Given data
## Begin

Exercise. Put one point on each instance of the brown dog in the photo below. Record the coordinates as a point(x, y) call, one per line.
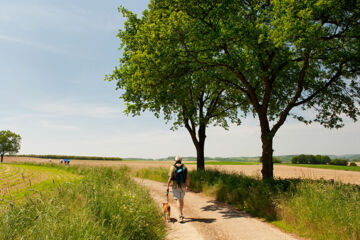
point(166, 207)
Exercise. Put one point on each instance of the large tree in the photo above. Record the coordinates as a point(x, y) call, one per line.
point(181, 92)
point(284, 56)
point(9, 143)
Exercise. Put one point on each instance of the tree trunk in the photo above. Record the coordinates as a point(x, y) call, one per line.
point(200, 150)
point(267, 155)
point(267, 150)
point(199, 144)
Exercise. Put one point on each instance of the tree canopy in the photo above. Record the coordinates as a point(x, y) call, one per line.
point(9, 143)
point(164, 84)
point(284, 56)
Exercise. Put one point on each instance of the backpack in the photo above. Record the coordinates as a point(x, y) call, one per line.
point(180, 174)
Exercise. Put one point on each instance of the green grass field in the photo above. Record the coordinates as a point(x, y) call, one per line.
point(76, 203)
point(315, 209)
point(21, 180)
point(225, 163)
point(333, 167)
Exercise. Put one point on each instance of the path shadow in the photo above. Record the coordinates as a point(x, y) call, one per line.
point(225, 210)
point(202, 220)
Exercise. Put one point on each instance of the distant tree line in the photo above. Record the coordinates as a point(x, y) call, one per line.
point(317, 159)
point(72, 157)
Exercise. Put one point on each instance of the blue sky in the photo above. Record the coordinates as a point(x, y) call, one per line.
point(54, 56)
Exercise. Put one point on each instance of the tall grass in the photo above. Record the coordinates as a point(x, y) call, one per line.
point(312, 208)
point(323, 210)
point(105, 204)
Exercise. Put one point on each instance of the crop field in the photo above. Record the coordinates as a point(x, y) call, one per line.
point(19, 180)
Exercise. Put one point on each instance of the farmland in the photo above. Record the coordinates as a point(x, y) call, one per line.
point(19, 180)
point(70, 202)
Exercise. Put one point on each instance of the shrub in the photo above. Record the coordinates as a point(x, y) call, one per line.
point(341, 162)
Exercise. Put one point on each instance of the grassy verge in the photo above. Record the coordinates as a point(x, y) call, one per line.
point(104, 204)
point(226, 163)
point(333, 167)
point(316, 209)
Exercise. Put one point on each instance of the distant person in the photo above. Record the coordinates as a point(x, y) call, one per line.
point(178, 174)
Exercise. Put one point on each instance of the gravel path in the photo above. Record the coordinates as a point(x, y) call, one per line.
point(206, 218)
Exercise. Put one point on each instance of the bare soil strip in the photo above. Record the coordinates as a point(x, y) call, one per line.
point(206, 218)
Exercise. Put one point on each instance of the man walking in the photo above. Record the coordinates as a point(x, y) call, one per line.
point(179, 176)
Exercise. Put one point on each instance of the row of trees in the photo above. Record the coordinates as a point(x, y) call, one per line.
point(201, 63)
point(9, 143)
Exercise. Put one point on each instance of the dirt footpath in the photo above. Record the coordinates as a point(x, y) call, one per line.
point(206, 218)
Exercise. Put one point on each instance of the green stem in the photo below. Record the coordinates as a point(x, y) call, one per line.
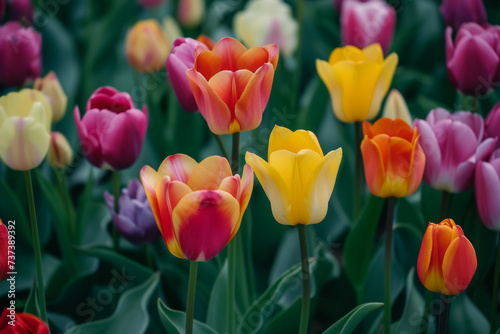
point(388, 245)
point(36, 247)
point(193, 271)
point(304, 315)
point(494, 298)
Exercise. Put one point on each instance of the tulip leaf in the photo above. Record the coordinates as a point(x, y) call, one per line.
point(351, 320)
point(175, 321)
point(131, 313)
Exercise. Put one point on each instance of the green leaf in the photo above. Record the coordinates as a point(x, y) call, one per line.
point(175, 321)
point(130, 316)
point(349, 322)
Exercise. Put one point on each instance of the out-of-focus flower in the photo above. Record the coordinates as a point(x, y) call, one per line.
point(146, 47)
point(135, 221)
point(190, 13)
point(457, 12)
point(60, 154)
point(298, 179)
point(52, 89)
point(112, 129)
point(452, 144)
point(198, 207)
point(24, 128)
point(447, 260)
point(473, 62)
point(393, 158)
point(487, 185)
point(396, 107)
point(21, 54)
point(357, 80)
point(267, 22)
point(365, 23)
point(231, 85)
point(180, 59)
point(25, 323)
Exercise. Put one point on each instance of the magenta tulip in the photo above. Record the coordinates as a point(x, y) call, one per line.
point(452, 144)
point(112, 130)
point(365, 23)
point(473, 62)
point(20, 50)
point(180, 59)
point(457, 12)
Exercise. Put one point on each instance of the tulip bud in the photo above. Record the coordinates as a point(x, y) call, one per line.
point(146, 47)
point(60, 154)
point(396, 107)
point(21, 54)
point(52, 89)
point(447, 260)
point(365, 23)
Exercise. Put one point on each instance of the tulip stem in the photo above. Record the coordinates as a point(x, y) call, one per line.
point(388, 245)
point(193, 272)
point(304, 316)
point(494, 298)
point(36, 247)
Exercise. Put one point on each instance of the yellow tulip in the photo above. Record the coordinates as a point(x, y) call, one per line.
point(357, 80)
point(298, 179)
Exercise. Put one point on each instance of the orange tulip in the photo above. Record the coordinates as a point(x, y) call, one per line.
point(393, 159)
point(231, 85)
point(447, 260)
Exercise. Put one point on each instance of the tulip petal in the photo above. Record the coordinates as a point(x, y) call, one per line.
point(203, 222)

## End

What to work on
Convert all of the items above into a JSON list of strings, one string per line, with blank lines left out. Leave the pictures out of the answer.

Response below
[
  "Exercise. Put one point on each instance of the brown dog in the photo below. Record the coordinates as a point(x, y) call, one per line.",
  "point(166, 207)",
  "Exercise. Put one point on each instance of the large tree in the photo above. Record the coordinates as a point(x, y) call, one per line.",
  "point(181, 92)",
  "point(284, 56)",
  "point(9, 143)",
  "Exercise. Put one point on each instance of the tree trunk in the photo above. Record the coordinates as a point(x, y) call, one per line.",
  "point(200, 150)",
  "point(267, 155)",
  "point(267, 150)",
  "point(199, 144)",
  "Exercise. Put one point on each instance of the tree canopy in the photo above. Record the coordinates as a point(x, y) call, one per line.",
  "point(9, 143)",
  "point(164, 84)",
  "point(284, 56)",
  "Exercise. Put one point on each instance of the backpack in the photo above. Record the coordinates as a point(x, y) call, one per line.",
  "point(180, 174)",
  "Exercise. Put one point on each instance of the green grass field in the photo above. Record the coordinates as a point(x, y) call, one per line.",
  "point(76, 203)",
  "point(315, 209)",
  "point(21, 180)",
  "point(225, 163)",
  "point(333, 167)",
  "Exercise. Put one point on each instance of the path shadow in the photo above. Record the coordinates as a point(x, y) call, one per line.",
  "point(225, 210)",
  "point(202, 220)",
  "Exercise. Put one point on each instance of the distant tree line in the photo above. Record the coordinates as a point(x, y) call, one per line.",
  "point(317, 159)",
  "point(72, 157)",
  "Exercise. Put one point on each instance of the blue sky in the photo above. Record the coordinates as a point(x, y) call, one per line.",
  "point(54, 56)",
  "Exercise. Put one point on each instance of the tall grass in the photo above. Record the coordinates as a point(x, y) call, one per line.",
  "point(312, 208)",
  "point(323, 210)",
  "point(105, 204)",
  "Exercise. Put one point on each instance of the crop field in the photo above. Record the coordinates as a point(x, y) call, one per line.",
  "point(19, 180)",
  "Exercise. Put one point on each instance of the farmland in the photo above. Record the coordinates as a point(x, y) call, one per line.",
  "point(19, 180)",
  "point(70, 202)",
  "Exercise. Put one point on each instance of the shrub in the photo above. Record the coordinates as a point(x, y) call, one per line.",
  "point(341, 162)",
  "Exercise. Put one point on each instance of the grassy verge in the photo above. Record the coordinates as a point(x, y) call, one per line.",
  "point(104, 204)",
  "point(226, 163)",
  "point(333, 167)",
  "point(316, 209)",
  "Exercise. Put one point on each instance of the distant person in the photo above. Record the coordinates as a point(x, y) call, one per line.",
  "point(178, 174)",
  "Exercise. Put one point on each instance of the gravel path in the photo above. Record the coordinates as a point(x, y) call, one per line.",
  "point(206, 218)",
  "Exercise. Put one point on each instance of the bare soil strip in the photo above. Record the coordinates as a point(x, y) call, one per line.",
  "point(206, 218)",
  "Exercise. Put one point on each instance of the man walking in the photo above. Record the coordinates as a point(x, y) call, one per line.",
  "point(179, 176)",
  "Exercise. Put one point on each instance of the row of trees in the photo above. Record the coordinates as a point(x, y) call, one per line.",
  "point(201, 63)",
  "point(9, 143)",
  "Exercise. Put one point on each instance of the dirt footpath in the photo above. Record the coordinates as a point(x, y) call, one per line.",
  "point(206, 218)",
  "Exercise. Put one point on each instance of the green stem in the photo below. Record the coordinates as a point(x, y) call, one per line.",
  "point(388, 245)",
  "point(36, 247)",
  "point(193, 271)",
  "point(304, 315)",
  "point(494, 298)",
  "Exercise. Put one point on each instance of the tulip leaf in the photo above. Record the coordinates as a point(x, y) call, one per line.",
  "point(351, 320)",
  "point(175, 321)",
  "point(131, 313)",
  "Exercise. Put one point on each instance of the green leaf in the photo above. Record the coordinates as a point(x, y) call, one per line.",
  "point(175, 321)",
  "point(130, 316)",
  "point(349, 322)",
  "Exercise. Put one point on each instance of the out-of-focus flower in the photo above. Record the coordinates as a point(x, y) call, one per line.",
  "point(146, 47)",
  "point(135, 221)",
  "point(190, 13)",
  "point(457, 12)",
  "point(60, 154)",
  "point(298, 179)",
  "point(52, 89)",
  "point(112, 129)",
  "point(452, 144)",
  "point(198, 207)",
  "point(24, 128)",
  "point(447, 260)",
  "point(473, 62)",
  "point(393, 158)",
  "point(487, 185)",
  "point(396, 107)",
  "point(21, 54)",
  "point(357, 80)",
  "point(267, 22)",
  "point(365, 23)",
  "point(231, 85)",
  "point(180, 59)",
  "point(25, 323)",
  "Exercise. Put one point on each instance of the magenta tulip in the photo above. Record the coordinates as a point(x, y) call, one per line.",
  "point(452, 144)",
  "point(112, 130)",
  "point(365, 23)",
  "point(473, 62)",
  "point(20, 50)",
  "point(180, 59)",
  "point(457, 12)",
  "Exercise. Put one point on each instance of the tulip bud in the photo above. Record the coordinates as a point(x, y) call, one per line.",
  "point(146, 47)",
  "point(60, 154)",
  "point(396, 107)",
  "point(21, 54)",
  "point(52, 89)",
  "point(447, 260)",
  "point(365, 23)",
  "Exercise. Put one point on each instance of the tulip stem in the photo above. Record the coordinates as a point(x, y) call, one per line.",
  "point(388, 245)",
  "point(193, 272)",
  "point(304, 316)",
  "point(494, 298)",
  "point(36, 247)",
  "Exercise. Put one point on each instance of the yellow tulip in the photo above. Record the coordinates as a point(x, y) call, one per line.",
  "point(357, 80)",
  "point(298, 179)",
  "Exercise. Put one point on each instance of the orange tulip in the photo above. Record the coordinates as a point(x, y) call, one per line.",
  "point(393, 159)",
  "point(231, 85)",
  "point(447, 260)",
  "Exercise. Put one point on each instance of the tulip petal in the photo above. Record the coordinates as a point(x, y) call, one per line.",
  "point(203, 222)"
]